#### [How to complete this task]
From the first line to the last, please write out the data exactly.
____
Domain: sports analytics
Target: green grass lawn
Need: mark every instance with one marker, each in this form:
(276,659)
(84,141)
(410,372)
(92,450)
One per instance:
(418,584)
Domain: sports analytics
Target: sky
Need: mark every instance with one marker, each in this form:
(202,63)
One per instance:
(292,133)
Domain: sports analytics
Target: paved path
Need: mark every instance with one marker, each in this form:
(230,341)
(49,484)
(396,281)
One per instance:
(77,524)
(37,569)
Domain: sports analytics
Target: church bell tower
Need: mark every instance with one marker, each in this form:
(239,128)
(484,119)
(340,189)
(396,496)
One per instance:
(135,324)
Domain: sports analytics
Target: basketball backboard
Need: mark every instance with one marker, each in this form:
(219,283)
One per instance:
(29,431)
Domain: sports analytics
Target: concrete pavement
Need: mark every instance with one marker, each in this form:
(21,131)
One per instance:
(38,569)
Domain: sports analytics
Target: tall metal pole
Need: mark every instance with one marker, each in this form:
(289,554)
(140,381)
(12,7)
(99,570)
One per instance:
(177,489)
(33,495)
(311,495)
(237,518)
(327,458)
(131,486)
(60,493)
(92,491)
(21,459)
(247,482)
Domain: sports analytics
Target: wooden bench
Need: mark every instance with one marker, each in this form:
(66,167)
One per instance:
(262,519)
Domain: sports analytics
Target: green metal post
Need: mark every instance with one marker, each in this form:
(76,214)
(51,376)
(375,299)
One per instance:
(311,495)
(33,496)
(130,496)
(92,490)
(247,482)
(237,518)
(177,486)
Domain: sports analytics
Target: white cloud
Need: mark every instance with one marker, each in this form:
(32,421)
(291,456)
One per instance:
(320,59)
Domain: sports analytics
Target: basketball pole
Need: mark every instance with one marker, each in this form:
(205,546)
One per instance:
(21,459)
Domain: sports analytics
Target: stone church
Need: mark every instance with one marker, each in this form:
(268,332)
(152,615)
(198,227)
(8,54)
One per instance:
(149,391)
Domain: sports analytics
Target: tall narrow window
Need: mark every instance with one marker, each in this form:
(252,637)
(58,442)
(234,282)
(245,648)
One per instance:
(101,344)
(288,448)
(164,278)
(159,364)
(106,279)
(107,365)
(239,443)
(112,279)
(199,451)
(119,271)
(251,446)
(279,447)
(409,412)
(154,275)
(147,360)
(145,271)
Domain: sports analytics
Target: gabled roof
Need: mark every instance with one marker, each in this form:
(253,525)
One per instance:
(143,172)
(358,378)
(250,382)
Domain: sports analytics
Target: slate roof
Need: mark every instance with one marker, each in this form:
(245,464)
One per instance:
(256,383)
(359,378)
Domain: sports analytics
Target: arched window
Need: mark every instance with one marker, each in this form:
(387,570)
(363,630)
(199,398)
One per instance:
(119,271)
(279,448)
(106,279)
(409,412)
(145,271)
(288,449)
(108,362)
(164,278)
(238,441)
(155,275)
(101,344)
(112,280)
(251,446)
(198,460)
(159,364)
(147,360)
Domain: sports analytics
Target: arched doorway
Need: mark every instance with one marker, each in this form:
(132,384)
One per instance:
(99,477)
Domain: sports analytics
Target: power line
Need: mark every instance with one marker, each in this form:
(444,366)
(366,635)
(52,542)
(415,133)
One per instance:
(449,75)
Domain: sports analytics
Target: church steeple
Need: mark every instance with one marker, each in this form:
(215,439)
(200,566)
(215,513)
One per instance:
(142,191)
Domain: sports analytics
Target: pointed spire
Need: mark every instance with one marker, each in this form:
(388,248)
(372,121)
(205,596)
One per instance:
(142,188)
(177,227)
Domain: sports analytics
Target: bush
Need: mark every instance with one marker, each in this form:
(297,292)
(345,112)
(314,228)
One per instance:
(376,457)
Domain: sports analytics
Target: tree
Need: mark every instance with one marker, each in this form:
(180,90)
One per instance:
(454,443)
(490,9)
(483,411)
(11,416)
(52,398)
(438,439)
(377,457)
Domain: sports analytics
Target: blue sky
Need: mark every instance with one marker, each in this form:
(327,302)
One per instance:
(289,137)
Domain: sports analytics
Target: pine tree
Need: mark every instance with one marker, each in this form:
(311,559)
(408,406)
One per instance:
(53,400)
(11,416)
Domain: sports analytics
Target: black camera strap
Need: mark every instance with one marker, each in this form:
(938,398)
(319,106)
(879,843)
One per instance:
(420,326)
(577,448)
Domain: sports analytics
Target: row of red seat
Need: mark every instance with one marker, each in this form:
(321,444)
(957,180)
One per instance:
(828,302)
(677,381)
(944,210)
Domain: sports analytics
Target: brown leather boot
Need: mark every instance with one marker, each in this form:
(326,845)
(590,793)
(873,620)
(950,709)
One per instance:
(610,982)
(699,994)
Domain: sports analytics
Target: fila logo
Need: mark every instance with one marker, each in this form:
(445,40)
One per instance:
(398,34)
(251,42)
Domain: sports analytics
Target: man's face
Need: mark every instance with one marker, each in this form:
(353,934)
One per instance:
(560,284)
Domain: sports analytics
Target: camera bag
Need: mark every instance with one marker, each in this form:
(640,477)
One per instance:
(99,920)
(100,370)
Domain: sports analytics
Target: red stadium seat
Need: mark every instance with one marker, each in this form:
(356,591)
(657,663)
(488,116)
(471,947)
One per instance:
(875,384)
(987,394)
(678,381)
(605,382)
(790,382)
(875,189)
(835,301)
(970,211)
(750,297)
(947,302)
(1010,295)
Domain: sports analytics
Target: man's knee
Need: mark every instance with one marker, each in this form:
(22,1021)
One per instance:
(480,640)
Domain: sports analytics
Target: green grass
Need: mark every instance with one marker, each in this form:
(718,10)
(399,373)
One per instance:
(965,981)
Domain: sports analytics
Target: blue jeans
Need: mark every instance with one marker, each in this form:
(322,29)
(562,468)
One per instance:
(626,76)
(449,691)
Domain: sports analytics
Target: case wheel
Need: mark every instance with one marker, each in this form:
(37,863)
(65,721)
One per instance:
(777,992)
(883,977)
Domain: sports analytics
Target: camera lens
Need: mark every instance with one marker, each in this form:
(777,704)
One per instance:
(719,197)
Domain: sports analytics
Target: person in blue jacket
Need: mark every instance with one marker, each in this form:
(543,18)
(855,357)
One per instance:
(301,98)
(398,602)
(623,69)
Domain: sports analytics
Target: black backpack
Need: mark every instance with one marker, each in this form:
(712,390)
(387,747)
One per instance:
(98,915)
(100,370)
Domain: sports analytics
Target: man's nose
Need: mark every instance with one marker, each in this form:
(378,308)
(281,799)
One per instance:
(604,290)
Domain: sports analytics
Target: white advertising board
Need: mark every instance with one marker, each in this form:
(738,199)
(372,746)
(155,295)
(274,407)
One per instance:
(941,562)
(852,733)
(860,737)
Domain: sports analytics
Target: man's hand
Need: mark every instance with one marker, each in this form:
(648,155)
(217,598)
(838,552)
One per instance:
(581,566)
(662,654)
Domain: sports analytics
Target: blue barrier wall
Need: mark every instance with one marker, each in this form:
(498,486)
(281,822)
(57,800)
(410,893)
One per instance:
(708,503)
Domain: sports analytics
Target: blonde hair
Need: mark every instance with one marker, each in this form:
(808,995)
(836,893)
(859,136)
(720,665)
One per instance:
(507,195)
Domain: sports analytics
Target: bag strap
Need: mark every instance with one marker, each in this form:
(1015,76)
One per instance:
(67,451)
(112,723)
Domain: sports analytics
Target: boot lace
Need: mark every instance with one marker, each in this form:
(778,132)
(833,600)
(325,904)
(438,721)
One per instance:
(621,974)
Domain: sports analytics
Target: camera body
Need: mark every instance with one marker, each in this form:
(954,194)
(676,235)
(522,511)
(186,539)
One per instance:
____
#### [Exercise solution]
Domain: sports analytics
Target: green grass lawn
Need: mark every instance with one marker, each in this form:
(276,659)
(84,141)
(410,372)
(92,450)
One per instance:
(418,584)
Domain: sports analytics
Target: sky
Need: mark every instance with one marker, each in this form:
(202,63)
One per instance:
(292,133)
Domain: sports analytics
Target: paved path
Need: mark every instance with one marker, each in this form:
(230,341)
(49,484)
(396,281)
One per instance:
(77,524)
(37,569)
Domain: sports analytics
Target: church bell tower
Need: mark every instance with one marker, each in this form:
(239,128)
(484,119)
(340,189)
(396,496)
One per instance:
(135,324)
Domain: sports analytics
Target: basketball backboard
Need: mark every instance with one marker, each in this form:
(219,283)
One per instance:
(29,431)
Domain: sports analytics
Target: concrete pavement
Need: mark every instance with one marker, each in this form:
(21,131)
One per instance:
(38,569)
Domain: sports analytics
Target: tall metal pole
Need: mark every instance with one marker, each in this form:
(289,554)
(140,381)
(12,7)
(99,570)
One per instance:
(177,489)
(33,495)
(311,495)
(237,518)
(327,458)
(131,486)
(60,493)
(92,491)
(21,459)
(247,482)
Domain: sports analytics
Target: wooden bench
Need: mark every instance with one marker, each in this form:
(66,167)
One per instance:
(262,519)
Domain: sports analytics
Target: green metal post
Need: mark every instance with one marker, each in this form:
(76,214)
(51,376)
(375,299)
One per instance:
(311,495)
(33,496)
(130,496)
(92,490)
(247,482)
(237,518)
(177,486)
Domain: sports analytics
Target: white cloud
Need: mark every instance with one marker, each in this form:
(32,421)
(291,456)
One per instance:
(320,59)
Domain: sports analytics
Target: basketball pole
Need: mark every instance with one marker, each in this form:
(205,546)
One per instance:
(21,459)
Domain: sports analytics
Target: stone church
Need: mark every instance with one marker, each in this form:
(268,332)
(152,615)
(198,227)
(8,54)
One per instance:
(149,391)
Domain: sports analytics
Target: tall narrow window
Need: mark every instance with one marker, each in this form:
(252,637)
(58,442)
(234,282)
(245,648)
One per instance:
(101,344)
(288,448)
(164,278)
(159,364)
(106,279)
(107,365)
(239,443)
(112,279)
(199,451)
(119,271)
(251,446)
(279,447)
(409,412)
(154,275)
(147,360)
(145,271)
Domain: sports analytics
Target: gabled roof
Need: mark every instance with one marker, each in this form:
(253,525)
One per instance:
(143,172)
(358,378)
(250,382)
Domain: sports analytics
Target: slate roof
Need: mark every instance with one marker, each in this form:
(245,464)
One per instance:
(256,383)
(359,378)
Domain: sports analytics
Target: arched window
Need: mark every instance with one marker, each in this form:
(387,570)
(363,630)
(199,398)
One per instance:
(119,271)
(279,448)
(106,279)
(409,412)
(145,271)
(288,449)
(108,362)
(164,278)
(238,441)
(155,275)
(101,344)
(112,280)
(251,446)
(198,460)
(159,364)
(147,360)
Domain: sports analytics
Target: arched doorway
Need: mark every instance with one marker, each in this form:
(132,384)
One per instance:
(99,477)
Domain: sports analytics
Target: power line
Need: mark every instance with one marker, each in this form:
(444,366)
(366,635)
(52,542)
(415,133)
One per instance:
(449,75)
Domain: sports analytics
Target: church steeple
Need: mark every instance with one marker, each in this form:
(215,439)
(200,566)
(215,513)
One per instance:
(142,191)
Domain: sports analytics
Target: pointed spire
Need: mark every instance with one marker, each in this form:
(388,248)
(372,121)
(205,596)
One per instance:
(142,188)
(177,227)
Domain: sports analytics
Target: bush
Need: mark every instance with one marker, each in this form:
(297,292)
(345,112)
(314,228)
One per instance:
(376,457)
Domain: sports analytics
Target: tree
Need: mark every instance with one marker, each in this form:
(180,90)
One per instance:
(454,443)
(490,9)
(483,411)
(11,416)
(52,398)
(438,439)
(377,457)
Domain: sports analytics
Target: blue sky
Need: mark every instance with one marker, each in this form:
(327,302)
One per instance:
(289,137)
Domain: sports analytics
Target: pine tree
Need: mark every instance with one marker, each in this form:
(311,559)
(408,406)
One per instance:
(53,400)
(11,416)
Domain: sports analytics
Target: black camera strap
Need: mark every instance with one marker, each in this form:
(938,398)
(319,106)
(879,843)
One per instance:
(420,326)
(577,448)
Domain: sports analytics
Target: row of red seat
Need: mark every instance with one marker, each in this form:
(321,444)
(957,180)
One per instance:
(828,302)
(677,381)
(944,210)
Domain: sports analytics
Target: brown leather boot
Need: mark every instance with one marker, each in this form:
(326,845)
(590,793)
(873,620)
(950,709)
One per instance:
(610,982)
(699,994)
Domain: sports analytics
Target: fila logo
Need: mark every instance with one marker, each in this form:
(445,40)
One per instance:
(398,34)
(251,42)
Domain: sports analytics
Target: man's face
Need: mark every instance with one marker, each in this form:
(353,934)
One per instance:
(560,284)
Domain: sports analytics
Target: camera bag
Need: mark every instance with one marker, each in this form:
(640,477)
One per instance:
(99,920)
(100,370)
Domain: sports analytics
Target: red stadium seat
Need: mark every instance with one marker, each in this form:
(356,591)
(657,663)
(488,116)
(471,947)
One per instance:
(875,384)
(987,394)
(678,381)
(605,382)
(790,382)
(875,189)
(835,301)
(970,211)
(750,297)
(947,302)
(1010,295)
Domain: sports analytics
Target: man's knee
Need: mark every instance with one marker, each in this form:
(22,1021)
One per instance:
(480,640)
Domain: sports analytics
Target: green grass
Need: mark every instance with one marker, each in this form:
(718,10)
(399,373)
One per instance:
(965,981)
Domain: sports analytics
Target: blue jeans
Need: mark every instance with one marker, each in this form:
(322,29)
(562,468)
One per instance:
(626,76)
(449,691)
Domain: sports analytics
Target: case wheel
Need: mark every instance with one marker, each in this form:
(37,863)
(65,721)
One per instance:
(777,992)
(883,977)
Domain: sports analytics
Target: camera lens
Need: mark every instance with one marker, each in this form:
(777,704)
One per instance:
(719,197)
Domain: sports analytics
Target: person in blue jacket
Need: mark every instance with one marker, each in this form:
(543,18)
(855,357)
One per instance:
(301,98)
(398,602)
(623,69)
Domain: sports analytics
Target: black backpack
Need: mark every instance with one marker, each in this form:
(712,390)
(387,747)
One per instance:
(98,915)
(100,370)
Domain: sports analytics
Target: man's nose
Need: mark every instance with one marker, each in this form:
(378,308)
(281,799)
One per instance:
(604,290)
Domain: sports analytics
Target: white advertising board
Need: mark every instance with one marker, each in this form:
(738,199)
(372,746)
(155,295)
(274,407)
One per instance:
(941,562)
(852,733)
(860,737)
Domain: sports analytics
Target: man's hand
Need: mark every instance with one marker, each in this form:
(648,155)
(217,598)
(838,552)
One per instance:
(581,566)
(662,654)
Domain: sports analytics
Target: blue barrier wall
Need: mark every instance with one marker, each in this form:
(498,486)
(281,822)
(57,800)
(410,893)
One per instance:
(708,503)
Domain: sports analytics
Target: blonde hair
Need: mark every instance with one marker, each in this form:
(808,995)
(836,893)
(859,136)
(720,665)
One per instance:
(507,195)
Domain: sports analytics
Target: bag strap
Need: mark every instance with one marker, each in this form:
(1015,76)
One per instance:
(67,451)
(112,723)
Domain: sports analytics
Target: boot lace
Need: mark every instance with one marker, each in this form:
(778,132)
(833,600)
(325,904)
(438,721)
One per instance:
(621,974)
Domain: sports analytics
Target: camera body
Need: mark every instance with one marker, each in this form:
(954,194)
(676,235)
(522,511)
(186,539)
One per instance:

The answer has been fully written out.